__AUFGABE 1__. Gib die Datensätze von der Zeile mit „out the child“ bis zum Ende der Datensätze noch einmal wieder und setze dabei „striped fence“ an die Stelle von „striped barrier“. Alles andere bleibt unverändert.

── AUSGEWÄHLTER TEXTAUSZUG

Sprachnormierungen und die Utopie der Gleichheit.
Die Political Correctness, wie wir sie heute kennen, hat ihren Ursprung in der amerikanischen Bürgerrechtsbewegung beziehungsweise in der Gleichberechtigungsbewegung. Ausgehend von den nordamerikanischen Universitäten setzte die PC-Bewegung seit den 60er Jahren zu einem unvergleichlichen Siegeszug an. Die linken Protestler verbanden mit der Political Correctness die Hoffnung, dass eine veränderte Sprache auch Diskriminierungen von benachteiligten Gruppen – vor allem die Diskriminierung der schwarzen Minderheit und die Diskriminierung der Frauen – abschaffen würde. Kontinuierlich wurde ein rigider Sprachkodex kreiert, der schließlich allen nur denkbaren Minderheiten gerecht werden sollte. Als Allzweckwaffe der Bedenkenträger steigerten sich die politisch korrekten Sprachnormierungen bis ins Absurde. Alle Minderheiten mit ihren individuellen Anliegen sollten berücksichtigt werden. Dass dies zum Scheitern verurteilt ist, müsste eigentlich jeder einsehen.

────
── ZU BEARBEITENDE DATENSÄTZE

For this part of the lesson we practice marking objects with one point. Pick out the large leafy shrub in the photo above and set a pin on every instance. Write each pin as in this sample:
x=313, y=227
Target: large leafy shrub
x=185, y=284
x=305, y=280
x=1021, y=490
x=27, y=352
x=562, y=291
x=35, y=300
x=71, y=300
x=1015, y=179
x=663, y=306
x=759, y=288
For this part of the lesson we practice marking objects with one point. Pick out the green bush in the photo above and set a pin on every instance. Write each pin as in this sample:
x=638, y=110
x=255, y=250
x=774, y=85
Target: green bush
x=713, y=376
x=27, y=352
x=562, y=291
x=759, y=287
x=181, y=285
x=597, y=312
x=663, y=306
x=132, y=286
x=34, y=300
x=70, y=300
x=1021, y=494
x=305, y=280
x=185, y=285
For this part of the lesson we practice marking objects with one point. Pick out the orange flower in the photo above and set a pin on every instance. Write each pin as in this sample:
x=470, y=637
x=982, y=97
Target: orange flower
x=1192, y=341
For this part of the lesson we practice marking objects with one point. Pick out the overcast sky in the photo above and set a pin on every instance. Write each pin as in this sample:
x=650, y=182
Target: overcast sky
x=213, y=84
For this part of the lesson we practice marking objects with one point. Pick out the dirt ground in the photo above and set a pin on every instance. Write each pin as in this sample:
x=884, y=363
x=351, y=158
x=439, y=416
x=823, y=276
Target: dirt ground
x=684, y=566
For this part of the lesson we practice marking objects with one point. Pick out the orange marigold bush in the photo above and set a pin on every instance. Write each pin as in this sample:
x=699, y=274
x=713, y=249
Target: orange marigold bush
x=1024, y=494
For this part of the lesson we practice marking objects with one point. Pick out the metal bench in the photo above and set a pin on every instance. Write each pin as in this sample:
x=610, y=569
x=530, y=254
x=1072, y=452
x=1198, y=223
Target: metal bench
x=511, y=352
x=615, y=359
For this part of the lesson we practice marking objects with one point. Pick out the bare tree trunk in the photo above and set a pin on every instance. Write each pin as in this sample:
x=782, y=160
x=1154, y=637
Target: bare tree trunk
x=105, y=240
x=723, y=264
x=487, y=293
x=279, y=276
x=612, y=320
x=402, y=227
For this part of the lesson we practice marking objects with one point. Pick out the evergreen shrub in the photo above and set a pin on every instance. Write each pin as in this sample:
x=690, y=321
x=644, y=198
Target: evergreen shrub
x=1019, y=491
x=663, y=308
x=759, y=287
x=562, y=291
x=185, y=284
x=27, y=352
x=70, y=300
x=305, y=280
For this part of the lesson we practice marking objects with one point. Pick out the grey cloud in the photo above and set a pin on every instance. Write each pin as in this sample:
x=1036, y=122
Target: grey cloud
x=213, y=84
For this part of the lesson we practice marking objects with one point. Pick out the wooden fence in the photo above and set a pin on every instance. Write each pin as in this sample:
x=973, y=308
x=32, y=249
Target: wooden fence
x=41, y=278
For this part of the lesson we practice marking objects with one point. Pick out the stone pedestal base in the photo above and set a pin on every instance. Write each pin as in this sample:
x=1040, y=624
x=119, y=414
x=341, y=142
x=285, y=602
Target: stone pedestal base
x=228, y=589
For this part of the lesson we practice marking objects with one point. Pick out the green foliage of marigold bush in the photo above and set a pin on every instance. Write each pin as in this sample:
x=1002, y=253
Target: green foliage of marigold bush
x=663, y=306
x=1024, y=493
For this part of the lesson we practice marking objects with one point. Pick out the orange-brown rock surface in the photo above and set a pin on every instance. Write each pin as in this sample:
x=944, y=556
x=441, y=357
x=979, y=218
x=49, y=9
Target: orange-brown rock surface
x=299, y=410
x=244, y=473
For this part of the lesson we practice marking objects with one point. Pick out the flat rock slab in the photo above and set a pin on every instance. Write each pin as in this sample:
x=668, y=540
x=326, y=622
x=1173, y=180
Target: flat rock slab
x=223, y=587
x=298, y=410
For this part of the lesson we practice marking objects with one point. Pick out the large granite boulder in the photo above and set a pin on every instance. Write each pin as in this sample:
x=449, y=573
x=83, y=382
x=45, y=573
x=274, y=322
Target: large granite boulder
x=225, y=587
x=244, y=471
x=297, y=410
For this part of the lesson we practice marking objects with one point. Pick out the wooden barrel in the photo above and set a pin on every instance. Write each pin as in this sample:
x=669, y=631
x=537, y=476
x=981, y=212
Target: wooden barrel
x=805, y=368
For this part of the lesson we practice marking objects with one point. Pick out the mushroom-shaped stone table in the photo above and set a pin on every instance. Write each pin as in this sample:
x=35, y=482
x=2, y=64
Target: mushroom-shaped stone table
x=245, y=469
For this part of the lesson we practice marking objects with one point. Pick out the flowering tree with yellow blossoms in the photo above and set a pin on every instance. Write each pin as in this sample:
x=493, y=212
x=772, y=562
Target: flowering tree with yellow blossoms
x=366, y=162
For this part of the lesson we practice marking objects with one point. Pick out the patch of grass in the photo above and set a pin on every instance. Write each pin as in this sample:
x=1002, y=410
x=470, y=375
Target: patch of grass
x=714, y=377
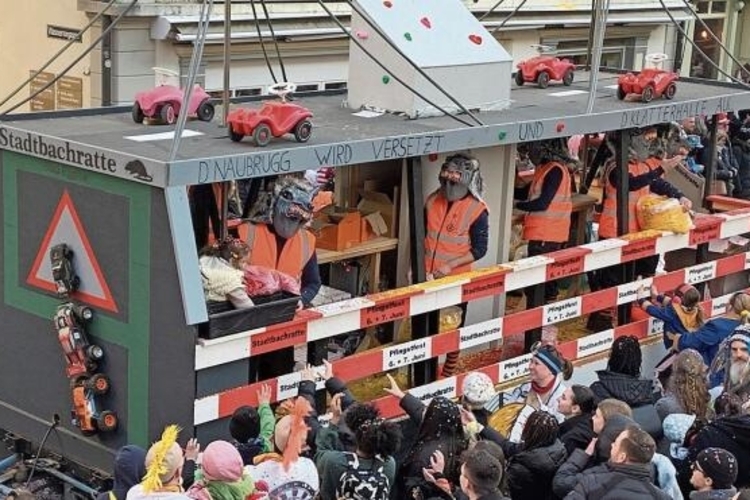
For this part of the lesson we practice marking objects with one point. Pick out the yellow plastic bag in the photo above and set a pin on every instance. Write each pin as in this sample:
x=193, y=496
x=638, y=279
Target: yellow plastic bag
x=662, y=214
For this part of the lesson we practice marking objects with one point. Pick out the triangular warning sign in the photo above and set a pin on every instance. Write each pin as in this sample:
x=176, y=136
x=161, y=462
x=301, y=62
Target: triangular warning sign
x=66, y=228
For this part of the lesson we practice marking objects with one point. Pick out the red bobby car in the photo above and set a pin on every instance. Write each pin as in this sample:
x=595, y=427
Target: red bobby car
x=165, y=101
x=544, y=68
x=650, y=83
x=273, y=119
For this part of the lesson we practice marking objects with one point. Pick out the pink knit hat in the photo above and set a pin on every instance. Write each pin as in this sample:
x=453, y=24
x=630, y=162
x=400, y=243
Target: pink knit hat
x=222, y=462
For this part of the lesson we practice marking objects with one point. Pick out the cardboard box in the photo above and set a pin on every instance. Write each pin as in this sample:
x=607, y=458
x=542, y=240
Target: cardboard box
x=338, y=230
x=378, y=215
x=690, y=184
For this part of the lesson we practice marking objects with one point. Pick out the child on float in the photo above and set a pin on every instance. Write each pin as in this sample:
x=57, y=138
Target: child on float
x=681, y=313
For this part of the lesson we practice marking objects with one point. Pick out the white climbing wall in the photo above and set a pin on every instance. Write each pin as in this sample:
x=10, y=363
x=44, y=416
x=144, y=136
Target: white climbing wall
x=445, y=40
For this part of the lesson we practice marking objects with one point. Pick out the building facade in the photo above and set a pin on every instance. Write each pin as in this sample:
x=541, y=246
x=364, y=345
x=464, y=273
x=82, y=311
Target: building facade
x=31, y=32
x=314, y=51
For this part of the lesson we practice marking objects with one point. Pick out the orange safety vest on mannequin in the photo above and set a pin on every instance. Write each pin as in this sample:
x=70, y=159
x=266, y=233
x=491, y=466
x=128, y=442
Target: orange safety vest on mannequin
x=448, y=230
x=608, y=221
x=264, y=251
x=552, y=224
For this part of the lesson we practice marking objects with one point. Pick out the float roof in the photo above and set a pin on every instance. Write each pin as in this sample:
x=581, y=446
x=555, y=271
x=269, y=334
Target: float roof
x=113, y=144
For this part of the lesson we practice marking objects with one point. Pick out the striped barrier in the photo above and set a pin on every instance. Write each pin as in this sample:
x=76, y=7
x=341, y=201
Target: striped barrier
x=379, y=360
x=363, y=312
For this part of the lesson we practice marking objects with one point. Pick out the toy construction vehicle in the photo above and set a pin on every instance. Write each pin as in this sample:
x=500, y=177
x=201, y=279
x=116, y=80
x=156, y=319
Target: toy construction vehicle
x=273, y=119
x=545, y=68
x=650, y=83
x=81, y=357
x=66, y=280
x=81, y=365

────

__AUFGABE 2__. Zähle alle Bewegungen auf, die der Textauszug über Political Correctness namentlich nennt.

__ERGEBNIS 1__.
For this part of the lesson we practice marking objects with one point. Pick out the child on float in the photo above and set a pin on every instance. Write each pin as in this sample:
x=57, y=138
Target: child on float
x=681, y=313
For this part of the lesson we practice marking objects with one point. Pick out the white climbing wall in the photo above and set a pin on every instance. Write each pin as in this sample:
x=10, y=363
x=44, y=416
x=144, y=136
Target: white climbing wall
x=445, y=40
For this part of the lesson we practice marking objects with one point. Pick out the building facade in the photo above and set a pin on every instance. Write each pin as in this sample:
x=541, y=246
x=364, y=345
x=464, y=273
x=82, y=311
Target: building facade
x=31, y=32
x=314, y=51
For this part of the lesson we practice marking objects with one point. Pick out the orange safety vest on mannequin in the photo above and set a pin on every instance. Write each pin as in this sample:
x=70, y=159
x=266, y=233
x=491, y=466
x=128, y=442
Target: orange safety vest on mannequin
x=448, y=230
x=608, y=221
x=264, y=251
x=552, y=224
For this part of the lesson we practice marking objects with one point. Pick out the float roof in the photo above and set a pin on every instance. Write each pin as in this sample:
x=581, y=446
x=555, y=271
x=269, y=334
Target: float roof
x=113, y=144
For this part of the lesson we practice marking objects with one point. Pick out the striped fence in the photo above and set a pin on every instance. Write each pin as in this sample:
x=76, y=7
x=341, y=201
Target: striped fence
x=379, y=360
x=363, y=312
For this part of the lesson we practice marking objects with one point. Pick out the toy construction vehicle in the photo above and set a pin on every instance. Write each pin as in this sample:
x=500, y=177
x=201, y=279
x=116, y=80
x=156, y=319
Target: toy construction vehicle
x=273, y=119
x=545, y=68
x=650, y=83
x=81, y=357
x=66, y=280
x=81, y=365

__ERGEBNIS 2__.
- amerikanische Bürgerrechtsbewegung
- Gleichberechtigungsbewegung
- PC-Bewegung